STATED PROBLEM:
Extract all of the data and reproduce it precisely.

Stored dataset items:
§

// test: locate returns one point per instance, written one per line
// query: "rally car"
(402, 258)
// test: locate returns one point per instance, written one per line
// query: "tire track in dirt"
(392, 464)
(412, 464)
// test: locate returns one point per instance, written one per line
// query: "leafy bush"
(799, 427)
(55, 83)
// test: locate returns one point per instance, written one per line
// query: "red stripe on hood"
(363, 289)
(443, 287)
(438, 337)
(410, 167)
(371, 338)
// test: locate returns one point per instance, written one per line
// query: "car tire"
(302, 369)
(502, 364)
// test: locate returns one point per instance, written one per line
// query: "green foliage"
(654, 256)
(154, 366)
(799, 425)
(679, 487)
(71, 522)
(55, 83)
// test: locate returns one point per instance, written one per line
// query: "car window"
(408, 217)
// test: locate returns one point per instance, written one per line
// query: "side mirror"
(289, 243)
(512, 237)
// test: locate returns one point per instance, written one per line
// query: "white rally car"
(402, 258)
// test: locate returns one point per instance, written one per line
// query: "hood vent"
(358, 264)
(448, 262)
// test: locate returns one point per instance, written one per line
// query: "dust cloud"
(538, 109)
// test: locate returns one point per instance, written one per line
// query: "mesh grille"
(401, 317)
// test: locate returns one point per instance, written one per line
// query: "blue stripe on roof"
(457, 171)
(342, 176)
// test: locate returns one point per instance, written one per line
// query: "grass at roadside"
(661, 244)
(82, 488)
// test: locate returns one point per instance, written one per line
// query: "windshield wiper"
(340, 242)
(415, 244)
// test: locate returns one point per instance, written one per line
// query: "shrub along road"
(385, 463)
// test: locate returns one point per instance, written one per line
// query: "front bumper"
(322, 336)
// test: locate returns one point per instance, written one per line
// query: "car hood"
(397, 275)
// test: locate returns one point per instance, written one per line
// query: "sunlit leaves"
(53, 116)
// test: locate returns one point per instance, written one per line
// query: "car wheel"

§

RESPONSE FOR THIS EXERCISE:
// test: locate returns one point per instance, written one per line
// query: "rally car"
(402, 258)
// test: locate returns one point per instance, written one per line
// query: "tire track in dirt"
(392, 464)
(412, 464)
// test: locate returns one point per instance, written one per line
// query: "leafy bush"
(799, 427)
(55, 83)
// test: locate returns one point per instance, written one per line
// query: "red stripe on hood"
(363, 289)
(443, 287)
(438, 337)
(410, 167)
(371, 338)
// test: locate returns one point per instance, written one per line
// query: "car tire"
(302, 369)
(502, 364)
// test: locate returns one point per instance, written one per line
// query: "green foliage"
(654, 256)
(154, 366)
(799, 425)
(679, 487)
(71, 522)
(55, 83)
// test: locate returns one point per instance, written one per line
// query: "car window"
(408, 217)
// test: locate returns one point per instance, written one per line
// query: "side mirror"
(289, 243)
(512, 237)
// test: locate returns one point per instance, written one per line
// query: "white rally car"
(402, 258)
// test: locate returns one point per instance, written one per line
// query: "hood vent"
(358, 264)
(448, 262)
// test: locate returns one point per instance, written one per line
// query: "dust cloud"
(538, 109)
// test: locate returns one point per instance, written one per line
// query: "mesh grille"
(401, 317)
// test: locate returns one point per instance, written one per line
// query: "blue stripe on roof"
(457, 171)
(342, 176)
// test: locate returns one point per instance, written one per line
// query: "grass at roadside"
(661, 244)
(82, 488)
// test: locate returns one point per instance, written one per line
// query: "windshield wiper"
(340, 242)
(415, 244)
// test: locate returns one point per instance, written one per line
// query: "shrub along road"
(385, 463)
// test: locate returns one point per instance, written one per line
// query: "front bumper"
(322, 336)
// test: locate returns one point per instance, written one per line
// query: "car hood"
(397, 275)
// test: locate returns one point per instance, written one per line
// query: "sunlit leaves"
(53, 116)
// test: locate returns one point per instance, written one per line
// query: "car wheel"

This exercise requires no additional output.